BEGIN Document excerpt

Thanks for clarifying what you meant earlier and for the additional information.


----------



## Nelley (Aug 14, 2016)

Gibor: Everything is available over the counter-no need for some quack's chicken scratchings.


----------



## Eder (Feb 16, 2011)

Theres a hospital next to me here...$60 to see a doctor buy since we are in Nuevo Vallarta its a bit pricey...$40 is more like it in Bucerious.
Prescriptions are same as Canada...drugs are very reasonable . You can get most stuff over the counter other than things like opiates...you even need a prescription for Tylenol 1's here lol.
We got our dental done here...about $28 to clean teeth by a dentist that included a check up.Wife took care of 2 filings to fix...that cost just over $50 each. We made an appointment but there were 2 dentists and 6 hygienists and we could have had walk in service. Very clean/modern/professional. We wont use dentists in Canada again.


----------



## kcowan (Jul 1, 2010)

TomB16 said:


> Budget is a harder question. While we could afford quite a bit, I don't see why we would go to rural Mexico and spend the same amount we could spend in Purtugal, Spain, or Italy. I would like to get away with about $5000 CDN for 3~4 weeks. In future, we would want to keep it under about $4K CDN per month, based on a 5 month stay. I'm hoping we could do it for $3K CDN.
> ....
> We want ocean. We like to swim and snorkel. Also, we love beaches. We don't need the entire time to be on the ocean but it would be fine if it was.


You sound like ideal candidates for Mexico. Our friends from Toronto have rented a 2BR/2Bath condo overlooking the ocean for C$3700 for Jan-Mar. It is at the southern end of the beach walk that starts at the south side of Marina Vallarta and ends in lower Conchas Chinas. They have dog so had limited choices.


TomB16 said:


> That's exactly what we want. We want to buy groceries, cook, and go to the places the locals do. We don't want to be in a tourist cocoon.


The beach tends to attract gringos because of the high price and Mexican tourists because they want the water.


Eder said:


> Tom, if I was you I would stick to the Baja initially...its one long beach, not too many club meds....mostly locals. Maybe buy a motorhome or class C of some kind to tour on. Theres an incredible number of camping spots . No disco or zip lines till you hit the end at Cabo which is completely forgettable. You may want to join a Baja caravan...cost maybe $1200 for a few weeks of being shown around then back across the border...like a Mexican wading pool to get your feet wet. After that you'll know the ropes & branch out from there. We used Baja Winters many years ago was well worth it!

END Document excerpt
BEGIN Supplied data

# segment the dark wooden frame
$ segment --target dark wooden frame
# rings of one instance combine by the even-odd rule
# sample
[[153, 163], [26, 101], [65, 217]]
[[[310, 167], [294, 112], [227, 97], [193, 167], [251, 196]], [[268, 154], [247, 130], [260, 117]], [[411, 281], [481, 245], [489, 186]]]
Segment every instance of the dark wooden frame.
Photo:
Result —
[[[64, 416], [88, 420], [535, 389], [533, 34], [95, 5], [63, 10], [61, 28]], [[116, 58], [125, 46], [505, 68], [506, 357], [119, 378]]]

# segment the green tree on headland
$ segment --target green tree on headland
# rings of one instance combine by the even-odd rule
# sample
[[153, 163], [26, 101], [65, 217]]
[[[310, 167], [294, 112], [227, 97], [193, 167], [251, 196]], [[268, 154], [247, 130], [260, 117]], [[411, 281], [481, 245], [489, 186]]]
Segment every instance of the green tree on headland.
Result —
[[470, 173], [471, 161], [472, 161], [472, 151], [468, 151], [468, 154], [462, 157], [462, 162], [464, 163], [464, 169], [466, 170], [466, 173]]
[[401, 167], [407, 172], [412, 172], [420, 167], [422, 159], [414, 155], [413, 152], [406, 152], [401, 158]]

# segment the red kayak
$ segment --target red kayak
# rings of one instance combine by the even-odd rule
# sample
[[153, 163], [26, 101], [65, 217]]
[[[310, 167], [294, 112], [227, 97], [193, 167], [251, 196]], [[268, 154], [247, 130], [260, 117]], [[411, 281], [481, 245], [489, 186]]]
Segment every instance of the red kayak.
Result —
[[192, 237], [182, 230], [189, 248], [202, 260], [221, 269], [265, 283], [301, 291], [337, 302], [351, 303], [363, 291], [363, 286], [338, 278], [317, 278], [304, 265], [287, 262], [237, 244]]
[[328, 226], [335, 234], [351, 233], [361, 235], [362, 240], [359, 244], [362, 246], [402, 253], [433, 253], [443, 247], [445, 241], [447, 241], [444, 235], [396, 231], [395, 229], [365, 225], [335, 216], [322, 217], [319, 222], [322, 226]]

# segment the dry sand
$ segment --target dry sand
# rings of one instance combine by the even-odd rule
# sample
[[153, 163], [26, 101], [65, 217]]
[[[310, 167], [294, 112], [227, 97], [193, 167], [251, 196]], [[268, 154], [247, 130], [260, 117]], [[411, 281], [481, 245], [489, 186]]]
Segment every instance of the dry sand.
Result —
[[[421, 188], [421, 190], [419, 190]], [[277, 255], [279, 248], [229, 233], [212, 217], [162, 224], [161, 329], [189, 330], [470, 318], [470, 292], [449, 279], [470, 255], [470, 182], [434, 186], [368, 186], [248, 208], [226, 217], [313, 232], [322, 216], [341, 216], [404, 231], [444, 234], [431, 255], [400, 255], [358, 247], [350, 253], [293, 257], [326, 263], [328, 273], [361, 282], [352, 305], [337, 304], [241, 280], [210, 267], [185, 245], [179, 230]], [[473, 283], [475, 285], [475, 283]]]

END Supplied data

### Brief 1
Revise the stretch of the Mexico travel thread from "Gibor: Everything is" through "it in Bucerious.", putting "clinic" in place of "hospital".
### Brief 2
Pick up the Mexico travel thread from the point where it stops.

### Exercise output 1
Gibor: Everything is available over the counter-no need for some quack's chicken scratchings.


----------



## Eder (Feb 16, 2011)

Theres a clinic next to me here...$60 to see a doctor buy since we are in Nuevo Vallarta its a bit pricey...$40 is more like it in Bucerious.

### Exercise output 2
My friend from Calgary owns in Baja. The prices are high (because of the proximity to California).


gibor365 said:


> What about doctors in Mexico? Do you buy some private insurance or paying per visit? Same question about drugs.... btw, are Canadian prescriptions valid in Mexico?


GP is 500 pesos, specialist is 700 pesos. Although many drugs are available without prescriptions, reputable pharmacies demand a local prescription per visit: Costco and Farmacia Guadalajara.


RBull said:


> Thanks for clarifying what you meant earlier and for the additional information.


Car insurance is available online from SoCal.


----------



## ykphil (Dec 13, 2009)

Driving to and within Mexico doesn't present any issue but you will need a couple of things, assuming you will be there as a tourist for a relatively short period. First, you need to get your FMM (Forma Migratoria Múltiple) which is essentially a tourist "visa" valid for up to 180 days that you get from the INM ( Instituto Nacional de Migración). If you drive there, you will get it at the border or on line before your departure. Cost is now 500 pesos. If you fly, it will be handed to you during the flight by the flight attendants and in this case, the cost in included in the fare. Do not lose it, you need to hand it to the INM before flying back to Canada, or at the aduana office when you leave Mexico (most people don't hand it back but legally we are required to do so), otherwise you will have to pay again to get a new one, plus the bureaucratic red-tape they might try to impose on you.

Second important thing when you plan to drive in Mexico is to obtain Mexican auto insurance, wherever you are driving in Mexico. Canadian-US auto insurance is not valid in Mexico. Again, you can get it before crossing into Mexico (I get mine from Don Smith in Nogales), or on line. If you stay for an extended period of time, you can cancel or suspend your Canadian auto insurance temporarily while you are insured in Mexico. Don't forget to reinstate your insurance before crossing back into the USA. My Mexican insurance cost about $400 per year, full coverage and liability, for a 2004 Nissan X-Terra. 

Next is the Temporary Import Permit (TIP) for your vehicle. If you only travel to the Mexico Free Zone (all of the Mexican state of Baja and portions of Sonora), you are not required to have a TIP. Otherwise, you must get it, either on line, or at a Banjercito office at the border. The TIP is valid for up to 180 days and should match the validity of your FMM. It includes the fee ($44US + tax) and a refundable deposit that varies from $200US to $400US depending on the age of your vehicle. This deposit is refundable as long as you stop at the Banjercito office to cancel it before it expires. This must be done or you lose the deposit.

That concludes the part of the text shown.